## Text segment
================================
We finally conclude this series on the twelve Romanesque basilicas of Cologne, Germany, with the church of St Pantaleon, which I have saved for last in order to end on an artistic high note, namely, its very beautiful and well-preserved rood screen. (All images from Wikimedia Commons, CC BY-SA 3.0 unless otherwise noted.)
A church is mentioned on the site in a document dated to the year 866, but the current building was founded as a Benedictine monastery by St Bruno, archbishop of Cologne, the younger brother of the Holy Roman Emperor Otto the Great, in 955; the central nave dates to this period.
================================
## Brief A
List every number that appears in the text about St Pantaleon in Cologne, whether it is written in words or in numerals.

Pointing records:
================================
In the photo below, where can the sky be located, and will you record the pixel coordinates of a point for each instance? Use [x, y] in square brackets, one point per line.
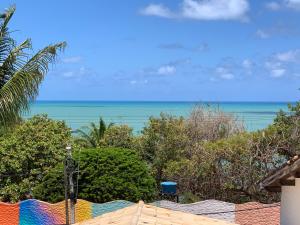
[166, 50]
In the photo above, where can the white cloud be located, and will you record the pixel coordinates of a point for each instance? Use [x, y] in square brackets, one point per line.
[157, 10]
[227, 76]
[247, 64]
[166, 70]
[73, 59]
[202, 10]
[293, 4]
[277, 72]
[277, 5]
[262, 34]
[215, 9]
[135, 82]
[275, 68]
[289, 56]
[68, 74]
[274, 6]
[78, 73]
[224, 73]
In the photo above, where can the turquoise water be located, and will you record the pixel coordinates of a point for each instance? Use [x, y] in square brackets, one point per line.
[256, 115]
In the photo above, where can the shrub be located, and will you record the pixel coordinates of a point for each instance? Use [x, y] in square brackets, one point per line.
[106, 174]
[28, 152]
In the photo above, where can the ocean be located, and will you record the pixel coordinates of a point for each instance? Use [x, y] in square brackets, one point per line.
[255, 115]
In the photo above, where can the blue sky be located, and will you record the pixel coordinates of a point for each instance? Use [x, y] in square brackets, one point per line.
[195, 50]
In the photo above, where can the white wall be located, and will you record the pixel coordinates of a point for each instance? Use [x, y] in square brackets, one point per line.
[290, 204]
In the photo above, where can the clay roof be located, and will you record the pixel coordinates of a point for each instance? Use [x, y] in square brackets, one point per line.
[141, 213]
[257, 213]
[283, 176]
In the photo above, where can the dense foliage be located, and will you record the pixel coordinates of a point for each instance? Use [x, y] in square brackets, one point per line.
[106, 174]
[28, 152]
[209, 154]
[20, 72]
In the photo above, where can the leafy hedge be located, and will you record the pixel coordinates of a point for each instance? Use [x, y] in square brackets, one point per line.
[106, 174]
[28, 152]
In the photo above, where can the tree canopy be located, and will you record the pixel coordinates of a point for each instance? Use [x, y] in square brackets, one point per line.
[21, 72]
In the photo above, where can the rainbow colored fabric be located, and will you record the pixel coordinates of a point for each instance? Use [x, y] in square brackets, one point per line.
[35, 212]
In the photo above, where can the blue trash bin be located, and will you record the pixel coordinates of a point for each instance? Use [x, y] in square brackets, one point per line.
[168, 187]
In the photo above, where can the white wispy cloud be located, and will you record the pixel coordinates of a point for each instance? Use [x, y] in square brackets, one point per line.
[224, 73]
[274, 6]
[202, 10]
[78, 73]
[178, 46]
[73, 59]
[277, 72]
[283, 4]
[289, 56]
[157, 10]
[294, 4]
[247, 63]
[275, 69]
[166, 70]
[262, 34]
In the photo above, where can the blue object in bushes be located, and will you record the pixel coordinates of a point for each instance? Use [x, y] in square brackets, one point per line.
[168, 187]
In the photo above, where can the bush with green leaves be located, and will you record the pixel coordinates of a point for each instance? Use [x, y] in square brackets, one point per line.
[28, 152]
[106, 174]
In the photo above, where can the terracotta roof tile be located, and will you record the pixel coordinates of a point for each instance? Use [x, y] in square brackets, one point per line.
[259, 214]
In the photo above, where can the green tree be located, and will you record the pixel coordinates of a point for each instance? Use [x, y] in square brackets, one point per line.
[163, 140]
[20, 72]
[106, 174]
[93, 135]
[28, 153]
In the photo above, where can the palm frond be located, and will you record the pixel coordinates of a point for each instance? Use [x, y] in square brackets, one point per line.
[22, 87]
[14, 61]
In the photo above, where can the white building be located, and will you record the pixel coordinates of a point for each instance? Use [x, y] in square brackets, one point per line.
[287, 181]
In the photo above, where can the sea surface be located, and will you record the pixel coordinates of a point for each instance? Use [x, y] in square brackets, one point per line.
[255, 115]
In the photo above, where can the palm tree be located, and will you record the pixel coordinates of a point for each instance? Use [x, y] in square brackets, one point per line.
[93, 135]
[20, 72]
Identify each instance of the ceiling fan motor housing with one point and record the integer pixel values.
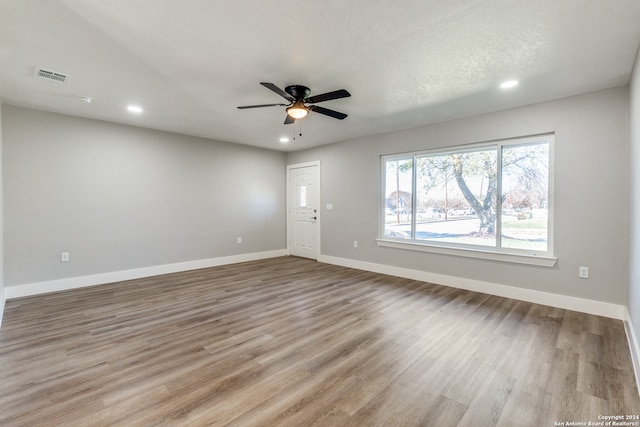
(298, 91)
================================
## Brief B
How many lines of the records contain the string "roof"? Case counts. Give only the number.

## Expected answer A
twelve, 866, 955, 3.0

## Expected answer B
2